__WHAT NEEDS TO BE DONE__: Copy the records word for word from the very start through the line containing "POLYGON ((362 678, 373", with that line included.

__SUPPLIED RECORDS__:
□ □ □ □
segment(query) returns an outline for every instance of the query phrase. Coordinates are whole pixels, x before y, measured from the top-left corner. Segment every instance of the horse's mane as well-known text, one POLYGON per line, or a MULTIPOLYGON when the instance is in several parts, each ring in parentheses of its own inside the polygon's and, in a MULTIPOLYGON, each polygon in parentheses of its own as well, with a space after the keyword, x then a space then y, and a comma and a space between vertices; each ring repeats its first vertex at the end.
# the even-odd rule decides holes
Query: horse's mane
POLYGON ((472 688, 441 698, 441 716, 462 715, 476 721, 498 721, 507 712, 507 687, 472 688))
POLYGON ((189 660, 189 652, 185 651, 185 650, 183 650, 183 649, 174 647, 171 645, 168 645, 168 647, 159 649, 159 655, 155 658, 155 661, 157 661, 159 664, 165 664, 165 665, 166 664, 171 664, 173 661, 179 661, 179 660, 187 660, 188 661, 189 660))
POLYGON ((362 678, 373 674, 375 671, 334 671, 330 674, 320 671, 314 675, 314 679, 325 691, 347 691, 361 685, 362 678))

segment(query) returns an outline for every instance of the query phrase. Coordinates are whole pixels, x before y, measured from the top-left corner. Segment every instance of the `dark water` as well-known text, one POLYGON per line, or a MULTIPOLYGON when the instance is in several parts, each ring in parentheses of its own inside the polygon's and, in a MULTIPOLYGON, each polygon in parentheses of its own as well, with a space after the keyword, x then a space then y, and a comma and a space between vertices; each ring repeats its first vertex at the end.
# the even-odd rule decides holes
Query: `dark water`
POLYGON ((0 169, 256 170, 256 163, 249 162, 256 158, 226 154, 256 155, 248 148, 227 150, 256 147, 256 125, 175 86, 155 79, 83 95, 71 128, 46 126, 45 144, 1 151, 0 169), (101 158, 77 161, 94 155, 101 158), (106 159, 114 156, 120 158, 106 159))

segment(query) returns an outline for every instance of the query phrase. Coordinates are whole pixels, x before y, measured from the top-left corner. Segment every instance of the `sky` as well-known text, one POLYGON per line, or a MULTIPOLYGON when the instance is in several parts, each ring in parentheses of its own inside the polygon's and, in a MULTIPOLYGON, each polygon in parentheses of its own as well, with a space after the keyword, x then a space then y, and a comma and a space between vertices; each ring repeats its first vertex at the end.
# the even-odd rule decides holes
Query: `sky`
□ □ □ □
__OUTPUT OF THE EXERCISE__:
segment(query) returns an outline for every instance of the query phrase. Coordinates are whole pixels, x before y, measured from the top-left corner. Segment every instance of the horse's mane as well-known text, one POLYGON per line, or a MULTIPOLYGON when the instance is in several parts, each ring in parentheses of its own inside the polygon's and, in a MULTIPOLYGON, each polygon in parentheses of its own as well, with a space after the keyword, x then a space then y, and a comma and a space between vertices; each ring repeats its first vertex at the end.
# the even-odd rule decides holes
Query: horse's mane
POLYGON ((472 688, 441 698, 441 716, 462 715, 476 721, 498 721, 507 712, 507 687, 472 688))
POLYGON ((189 660, 189 652, 185 651, 185 650, 183 650, 183 649, 174 647, 171 645, 168 645, 168 647, 159 649, 159 655, 155 658, 155 661, 157 661, 159 664, 165 664, 165 665, 166 664, 171 664, 173 661, 179 661, 179 660, 187 660, 188 661, 189 660))
POLYGON ((362 678, 373 674, 375 671, 334 671, 330 674, 320 671, 314 675, 314 679, 325 691, 347 691, 361 685, 362 678))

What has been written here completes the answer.